# [Required task]
Pull out every line from the line containing "[point] at the lamp" through the end of the material, both ends included, and reproduce it exactly. Keep pictures out.

+---+

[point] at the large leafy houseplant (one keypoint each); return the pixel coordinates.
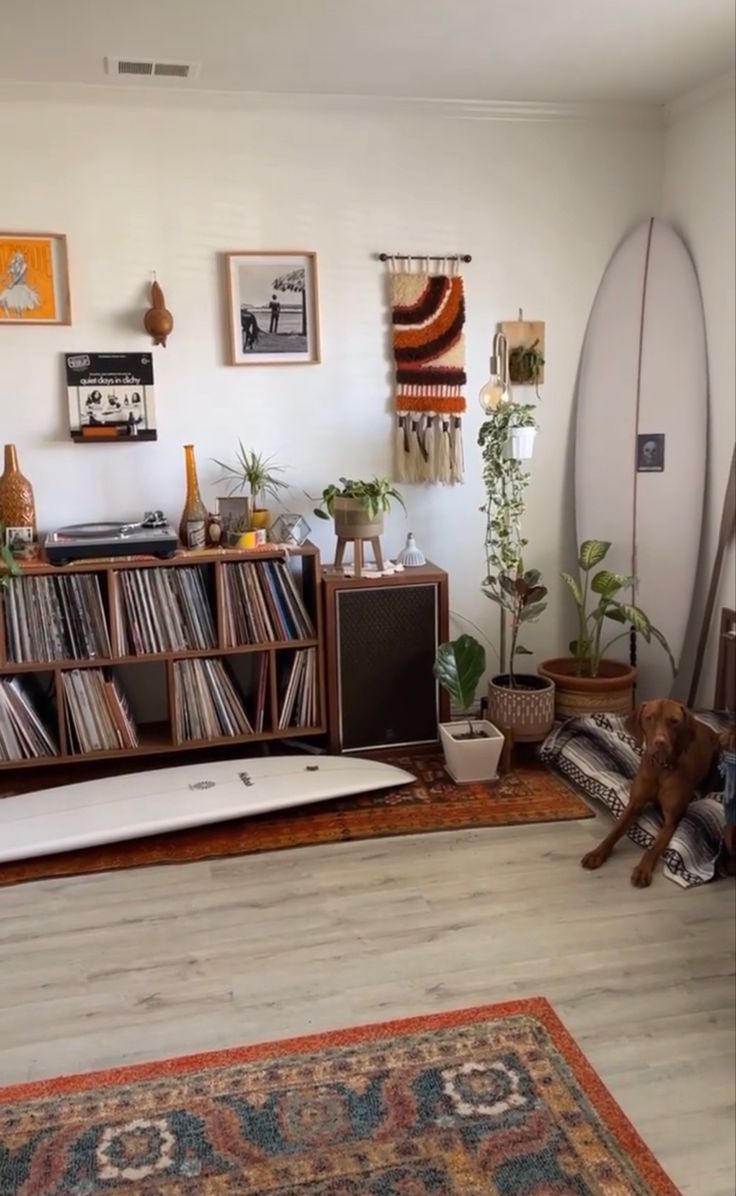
(254, 473)
(516, 590)
(458, 666)
(590, 645)
(373, 496)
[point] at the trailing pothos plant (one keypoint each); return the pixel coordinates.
(458, 666)
(375, 496)
(589, 648)
(516, 590)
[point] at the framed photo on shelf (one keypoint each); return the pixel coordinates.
(272, 309)
(34, 279)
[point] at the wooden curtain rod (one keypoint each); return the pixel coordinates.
(425, 257)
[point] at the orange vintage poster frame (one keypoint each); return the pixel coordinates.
(34, 279)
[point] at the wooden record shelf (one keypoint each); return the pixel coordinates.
(160, 737)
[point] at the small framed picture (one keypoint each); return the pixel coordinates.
(34, 279)
(233, 513)
(19, 539)
(272, 309)
(650, 452)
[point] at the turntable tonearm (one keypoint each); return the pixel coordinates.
(150, 537)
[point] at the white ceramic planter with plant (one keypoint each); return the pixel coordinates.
(472, 746)
(522, 703)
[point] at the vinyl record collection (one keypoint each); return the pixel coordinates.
(207, 702)
(298, 702)
(164, 610)
(98, 718)
(23, 734)
(55, 618)
(263, 604)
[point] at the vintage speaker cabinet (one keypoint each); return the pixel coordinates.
(381, 640)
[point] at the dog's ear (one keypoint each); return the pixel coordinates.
(633, 726)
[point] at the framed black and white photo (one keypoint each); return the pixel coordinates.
(272, 309)
(110, 396)
(650, 452)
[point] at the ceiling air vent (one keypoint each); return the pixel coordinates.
(143, 68)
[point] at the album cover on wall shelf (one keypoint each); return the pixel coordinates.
(110, 396)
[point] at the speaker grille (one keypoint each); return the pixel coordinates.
(387, 641)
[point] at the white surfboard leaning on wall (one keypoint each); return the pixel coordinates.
(640, 434)
(119, 807)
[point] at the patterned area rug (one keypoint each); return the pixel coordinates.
(527, 794)
(494, 1102)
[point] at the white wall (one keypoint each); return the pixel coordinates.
(540, 206)
(699, 200)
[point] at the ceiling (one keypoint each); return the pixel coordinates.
(519, 50)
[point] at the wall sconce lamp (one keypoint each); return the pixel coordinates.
(497, 390)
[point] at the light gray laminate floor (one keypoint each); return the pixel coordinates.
(132, 965)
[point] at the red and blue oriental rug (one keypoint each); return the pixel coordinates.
(491, 1102)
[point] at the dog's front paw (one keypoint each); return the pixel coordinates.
(642, 876)
(594, 859)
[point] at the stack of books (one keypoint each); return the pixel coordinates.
(164, 610)
(298, 706)
(55, 618)
(23, 734)
(262, 604)
(207, 705)
(98, 717)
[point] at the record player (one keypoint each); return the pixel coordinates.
(79, 542)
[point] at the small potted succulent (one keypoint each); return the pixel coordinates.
(255, 474)
(587, 681)
(473, 748)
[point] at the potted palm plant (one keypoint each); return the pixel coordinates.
(473, 746)
(588, 681)
(517, 701)
(256, 475)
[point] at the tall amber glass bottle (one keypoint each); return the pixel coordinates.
(194, 517)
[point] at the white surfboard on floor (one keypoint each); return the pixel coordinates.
(119, 807)
(643, 374)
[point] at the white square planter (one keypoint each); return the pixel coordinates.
(472, 760)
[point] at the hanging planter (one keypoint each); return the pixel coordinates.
(519, 445)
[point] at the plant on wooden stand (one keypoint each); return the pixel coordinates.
(588, 681)
(518, 702)
(472, 748)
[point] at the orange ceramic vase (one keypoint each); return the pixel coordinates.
(17, 505)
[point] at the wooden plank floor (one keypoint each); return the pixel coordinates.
(133, 965)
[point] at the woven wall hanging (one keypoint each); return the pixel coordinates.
(427, 319)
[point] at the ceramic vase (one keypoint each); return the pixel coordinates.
(17, 505)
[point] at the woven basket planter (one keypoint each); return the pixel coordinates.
(527, 711)
(610, 693)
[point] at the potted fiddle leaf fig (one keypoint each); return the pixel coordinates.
(473, 746)
(588, 681)
(519, 702)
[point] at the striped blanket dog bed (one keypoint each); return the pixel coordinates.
(601, 760)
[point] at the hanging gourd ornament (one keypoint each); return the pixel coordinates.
(158, 319)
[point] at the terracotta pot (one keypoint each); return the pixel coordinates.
(527, 711)
(352, 520)
(610, 693)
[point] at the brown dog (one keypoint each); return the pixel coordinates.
(679, 752)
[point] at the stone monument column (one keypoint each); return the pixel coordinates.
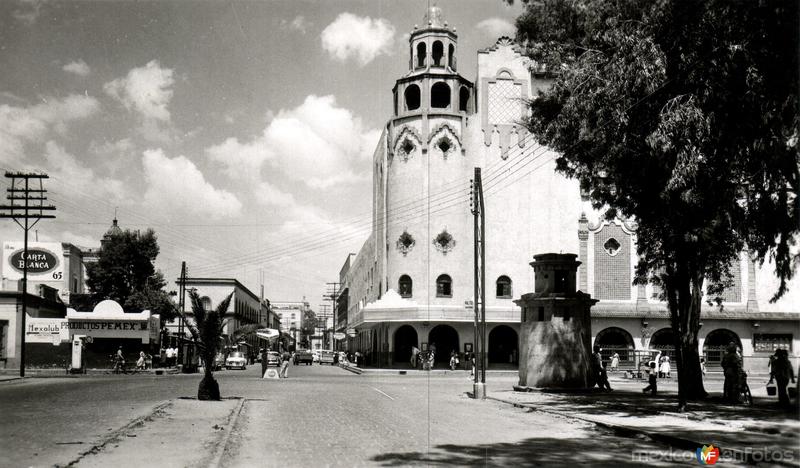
(555, 331)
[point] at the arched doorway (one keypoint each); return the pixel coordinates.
(715, 343)
(615, 340)
(503, 345)
(445, 339)
(664, 341)
(404, 339)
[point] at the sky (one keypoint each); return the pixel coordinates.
(240, 131)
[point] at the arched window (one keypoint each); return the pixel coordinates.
(444, 286)
(440, 95)
(451, 59)
(463, 99)
(412, 97)
(504, 287)
(437, 53)
(405, 286)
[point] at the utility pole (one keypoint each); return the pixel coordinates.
(333, 295)
(26, 204)
(323, 314)
(477, 208)
(182, 307)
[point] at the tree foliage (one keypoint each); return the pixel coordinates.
(206, 329)
(681, 115)
(125, 272)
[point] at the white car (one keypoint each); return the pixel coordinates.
(237, 360)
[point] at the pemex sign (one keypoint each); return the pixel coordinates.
(45, 261)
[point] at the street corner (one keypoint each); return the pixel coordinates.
(179, 432)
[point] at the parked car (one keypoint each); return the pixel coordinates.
(236, 359)
(326, 356)
(303, 356)
(219, 361)
(273, 358)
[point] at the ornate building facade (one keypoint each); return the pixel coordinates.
(411, 284)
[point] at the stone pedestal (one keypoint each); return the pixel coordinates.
(555, 333)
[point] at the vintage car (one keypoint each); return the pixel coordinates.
(303, 356)
(236, 360)
(326, 356)
(273, 358)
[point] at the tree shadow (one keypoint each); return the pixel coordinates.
(602, 450)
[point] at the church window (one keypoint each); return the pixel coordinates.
(412, 97)
(504, 287)
(444, 286)
(611, 246)
(463, 98)
(437, 53)
(440, 95)
(405, 285)
(451, 57)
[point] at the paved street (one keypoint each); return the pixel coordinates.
(320, 416)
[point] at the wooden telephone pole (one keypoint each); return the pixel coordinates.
(477, 208)
(26, 204)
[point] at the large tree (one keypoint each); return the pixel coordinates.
(682, 115)
(125, 272)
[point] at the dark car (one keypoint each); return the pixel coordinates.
(303, 356)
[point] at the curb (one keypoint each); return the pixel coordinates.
(671, 440)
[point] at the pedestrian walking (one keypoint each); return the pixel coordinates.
(652, 380)
(614, 362)
(414, 356)
(666, 369)
(601, 377)
(732, 368)
(781, 371)
(285, 358)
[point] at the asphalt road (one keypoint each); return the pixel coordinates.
(320, 416)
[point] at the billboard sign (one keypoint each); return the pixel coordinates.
(45, 261)
(46, 330)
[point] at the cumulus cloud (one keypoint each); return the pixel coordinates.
(22, 125)
(66, 169)
(148, 91)
(317, 143)
(299, 23)
(28, 11)
(496, 27)
(193, 195)
(362, 38)
(269, 195)
(78, 67)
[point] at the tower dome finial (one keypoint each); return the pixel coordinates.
(433, 17)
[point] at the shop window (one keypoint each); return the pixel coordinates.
(444, 286)
(770, 342)
(503, 287)
(440, 95)
(412, 97)
(405, 286)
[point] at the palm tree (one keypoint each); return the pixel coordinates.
(207, 332)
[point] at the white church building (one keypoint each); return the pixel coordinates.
(411, 284)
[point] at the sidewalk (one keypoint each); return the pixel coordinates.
(761, 433)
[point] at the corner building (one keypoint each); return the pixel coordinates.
(411, 284)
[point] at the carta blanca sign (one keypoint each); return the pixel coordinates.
(43, 259)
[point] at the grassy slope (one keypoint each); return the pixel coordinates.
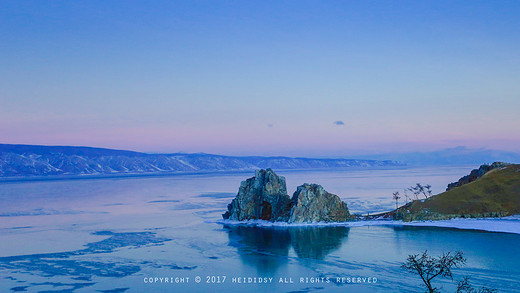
(497, 193)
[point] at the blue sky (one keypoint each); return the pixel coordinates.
(261, 77)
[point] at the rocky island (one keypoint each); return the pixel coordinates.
(264, 197)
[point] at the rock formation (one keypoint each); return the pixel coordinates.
(311, 203)
(265, 197)
(261, 197)
(476, 174)
(494, 194)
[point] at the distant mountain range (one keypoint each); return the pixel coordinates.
(453, 156)
(36, 160)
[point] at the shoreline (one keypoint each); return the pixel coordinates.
(510, 224)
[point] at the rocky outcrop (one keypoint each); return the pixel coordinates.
(494, 194)
(261, 197)
(476, 174)
(311, 203)
(264, 197)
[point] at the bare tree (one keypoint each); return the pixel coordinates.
(396, 197)
(428, 189)
(406, 197)
(429, 267)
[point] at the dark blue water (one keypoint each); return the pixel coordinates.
(117, 235)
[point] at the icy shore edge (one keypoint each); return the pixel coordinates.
(509, 224)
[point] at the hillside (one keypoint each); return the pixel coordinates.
(31, 160)
(496, 193)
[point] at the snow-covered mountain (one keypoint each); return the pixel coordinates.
(33, 160)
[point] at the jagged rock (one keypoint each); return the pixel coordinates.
(311, 203)
(476, 174)
(265, 197)
(261, 197)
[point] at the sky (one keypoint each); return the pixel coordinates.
(295, 78)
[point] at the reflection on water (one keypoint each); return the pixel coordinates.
(268, 248)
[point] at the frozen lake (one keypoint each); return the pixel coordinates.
(132, 234)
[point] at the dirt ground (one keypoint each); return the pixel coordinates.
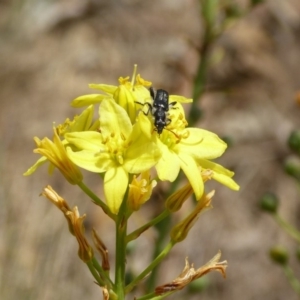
(51, 50)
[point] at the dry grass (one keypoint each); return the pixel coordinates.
(50, 51)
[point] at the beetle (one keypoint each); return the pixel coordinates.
(159, 109)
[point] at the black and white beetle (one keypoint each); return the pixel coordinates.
(159, 109)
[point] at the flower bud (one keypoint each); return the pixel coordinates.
(279, 255)
(181, 230)
(294, 141)
(292, 167)
(269, 202)
(176, 200)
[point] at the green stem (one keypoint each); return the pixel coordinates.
(294, 282)
(293, 232)
(94, 272)
(121, 233)
(97, 200)
(135, 234)
(152, 265)
(103, 274)
(153, 296)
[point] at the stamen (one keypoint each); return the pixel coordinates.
(133, 75)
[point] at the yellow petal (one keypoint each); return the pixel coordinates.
(142, 153)
(87, 140)
(114, 119)
(38, 163)
(87, 159)
(168, 166)
(192, 173)
(109, 89)
(202, 144)
(115, 184)
(220, 174)
(86, 100)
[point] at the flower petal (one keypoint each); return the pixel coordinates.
(87, 140)
(191, 170)
(168, 166)
(86, 100)
(202, 144)
(37, 164)
(142, 153)
(115, 184)
(114, 119)
(220, 174)
(109, 89)
(90, 161)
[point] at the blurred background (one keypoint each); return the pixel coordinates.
(51, 50)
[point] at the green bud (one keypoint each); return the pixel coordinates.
(292, 167)
(279, 255)
(294, 141)
(269, 202)
(298, 253)
(255, 2)
(199, 285)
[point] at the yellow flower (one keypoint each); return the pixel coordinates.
(140, 190)
(126, 94)
(55, 152)
(211, 170)
(184, 151)
(85, 251)
(187, 149)
(119, 148)
(180, 231)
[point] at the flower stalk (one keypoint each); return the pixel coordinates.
(126, 145)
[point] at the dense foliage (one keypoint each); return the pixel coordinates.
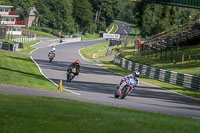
(154, 18)
(70, 16)
(92, 16)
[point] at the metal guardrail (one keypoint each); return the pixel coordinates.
(23, 39)
(184, 80)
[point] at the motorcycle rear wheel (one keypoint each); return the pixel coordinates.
(125, 92)
(116, 95)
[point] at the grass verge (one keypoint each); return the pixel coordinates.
(95, 51)
(20, 70)
(98, 48)
(88, 36)
(22, 114)
(27, 46)
(40, 33)
(182, 67)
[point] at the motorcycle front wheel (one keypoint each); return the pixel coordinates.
(116, 95)
(125, 92)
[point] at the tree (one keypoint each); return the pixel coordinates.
(83, 14)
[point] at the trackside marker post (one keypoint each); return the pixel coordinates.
(60, 86)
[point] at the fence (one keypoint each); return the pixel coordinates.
(184, 80)
(23, 39)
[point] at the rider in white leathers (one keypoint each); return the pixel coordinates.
(134, 76)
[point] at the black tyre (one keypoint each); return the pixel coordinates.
(50, 60)
(70, 77)
(116, 95)
(125, 92)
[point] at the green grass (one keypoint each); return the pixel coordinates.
(6, 40)
(182, 67)
(27, 46)
(185, 91)
(40, 33)
(100, 49)
(131, 24)
(88, 36)
(20, 70)
(26, 114)
(114, 28)
(95, 51)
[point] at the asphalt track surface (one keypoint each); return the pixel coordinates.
(97, 85)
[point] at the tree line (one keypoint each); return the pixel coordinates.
(154, 18)
(70, 16)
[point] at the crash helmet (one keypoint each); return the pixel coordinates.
(76, 63)
(137, 74)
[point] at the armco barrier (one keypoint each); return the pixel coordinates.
(23, 39)
(184, 80)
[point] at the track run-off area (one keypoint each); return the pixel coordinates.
(96, 84)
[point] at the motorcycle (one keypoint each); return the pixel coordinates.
(126, 87)
(51, 56)
(71, 74)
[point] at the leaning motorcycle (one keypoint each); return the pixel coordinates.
(51, 57)
(71, 74)
(127, 85)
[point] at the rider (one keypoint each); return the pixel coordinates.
(134, 76)
(53, 50)
(75, 65)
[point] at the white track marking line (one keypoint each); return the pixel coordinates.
(50, 79)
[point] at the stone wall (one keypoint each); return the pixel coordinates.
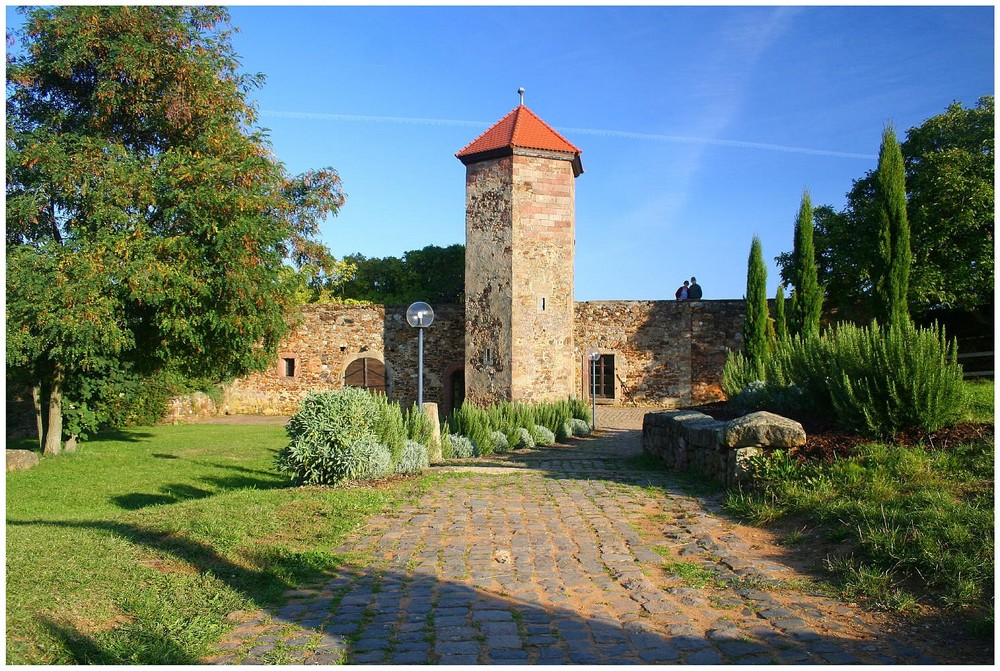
(328, 338)
(688, 440)
(488, 280)
(666, 353)
(542, 300)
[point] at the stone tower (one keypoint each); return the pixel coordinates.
(519, 240)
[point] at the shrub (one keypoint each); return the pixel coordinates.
(446, 451)
(413, 458)
(334, 417)
(522, 439)
(330, 464)
(473, 422)
(390, 427)
(418, 425)
(579, 409)
(580, 427)
(500, 444)
(333, 438)
(875, 379)
(894, 378)
(737, 373)
(462, 447)
(366, 460)
(543, 436)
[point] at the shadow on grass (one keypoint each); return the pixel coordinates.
(149, 647)
(141, 640)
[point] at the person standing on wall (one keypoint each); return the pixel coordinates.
(694, 291)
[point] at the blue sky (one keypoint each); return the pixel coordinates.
(699, 126)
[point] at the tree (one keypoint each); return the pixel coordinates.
(892, 275)
(950, 189)
(755, 323)
(808, 296)
(950, 184)
(433, 274)
(148, 223)
(780, 322)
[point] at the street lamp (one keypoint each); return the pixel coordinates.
(420, 316)
(594, 357)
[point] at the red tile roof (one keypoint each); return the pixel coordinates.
(520, 128)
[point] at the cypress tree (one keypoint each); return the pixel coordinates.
(780, 323)
(756, 320)
(808, 306)
(892, 278)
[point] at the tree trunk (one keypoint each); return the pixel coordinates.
(36, 398)
(53, 437)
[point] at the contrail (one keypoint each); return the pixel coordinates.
(705, 140)
(654, 137)
(377, 119)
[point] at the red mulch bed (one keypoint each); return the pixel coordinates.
(825, 440)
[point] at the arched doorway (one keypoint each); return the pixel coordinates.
(366, 373)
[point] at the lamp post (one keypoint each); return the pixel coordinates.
(594, 357)
(420, 316)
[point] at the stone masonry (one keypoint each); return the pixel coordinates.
(666, 353)
(519, 261)
(687, 439)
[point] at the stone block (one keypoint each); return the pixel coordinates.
(21, 460)
(763, 428)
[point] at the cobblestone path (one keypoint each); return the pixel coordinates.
(558, 556)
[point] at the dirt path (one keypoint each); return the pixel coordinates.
(570, 555)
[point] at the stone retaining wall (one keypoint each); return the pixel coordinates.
(689, 440)
(666, 353)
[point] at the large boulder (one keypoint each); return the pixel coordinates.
(21, 460)
(763, 428)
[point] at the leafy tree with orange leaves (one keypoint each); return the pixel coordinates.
(148, 222)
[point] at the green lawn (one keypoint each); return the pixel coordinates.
(921, 518)
(134, 549)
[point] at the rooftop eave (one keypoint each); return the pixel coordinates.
(500, 152)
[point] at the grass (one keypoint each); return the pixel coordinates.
(134, 549)
(921, 518)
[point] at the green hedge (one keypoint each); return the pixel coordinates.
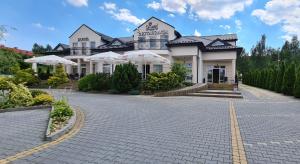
(283, 79)
(126, 78)
(95, 82)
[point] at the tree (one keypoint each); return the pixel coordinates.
(288, 80)
(279, 78)
(125, 78)
(297, 84)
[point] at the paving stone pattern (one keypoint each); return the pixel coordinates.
(270, 131)
(139, 129)
(22, 130)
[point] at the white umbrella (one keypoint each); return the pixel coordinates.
(107, 57)
(50, 60)
(144, 56)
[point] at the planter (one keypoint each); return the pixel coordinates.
(52, 136)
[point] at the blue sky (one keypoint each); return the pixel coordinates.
(53, 21)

+---+

# [Result of this exercise]
[point] at the lamp post (one keypoint each); return the pixel coordinates.
(594, 357)
(420, 316)
[point] at the stone masonry (one keypoint each); return the pixel coordinates.
(666, 353)
(519, 261)
(687, 439)
[point] at the stone block (one keypoint each); return the pixel coordinates.
(21, 460)
(763, 428)
[point] at the cobblestone path (one keypoint each); return the pixel coordinates.
(558, 556)
[point] at the dirt path (one keypoint each); return the pixel coordinates.
(570, 555)
[point] at the stone retaining wall (one keypoint each); return the pixel coordinates.
(689, 440)
(666, 353)
[point] at the large boulder (one keypoint each); return the pixel coordinates.
(21, 460)
(763, 428)
[point] at the leafy tree with orange leaves (one keypoint each); return the pixel coordinates.
(148, 222)
[point] at the green lawn (one keypoint each); return the pixel coordinates.
(921, 518)
(134, 549)
[point] at the rooftop eave (one keypoint each); return the pixel coordinates.
(500, 152)
[point] at the grass (one keypoint each); return the pixel coordinates.
(134, 549)
(921, 518)
[point] at the green hedge (one keypoint each); return the pixel coordinates.
(283, 79)
(126, 78)
(95, 82)
[point] at the tree (one keypoint each); return the pixel coordinates.
(288, 80)
(279, 78)
(125, 78)
(297, 84)
[point] at the paving stone pattern (one keypoint each); return the pixel coordinates.
(270, 131)
(139, 129)
(22, 130)
[point] at the white umbrella (one keypoint each); return the pixel coordinates.
(107, 57)
(50, 60)
(144, 56)
[point] at the planter (one keypoint each); return the pixel coordinates.
(52, 136)
[point] at the blue sky (one keypoint each); return the pixel coordinates.
(53, 21)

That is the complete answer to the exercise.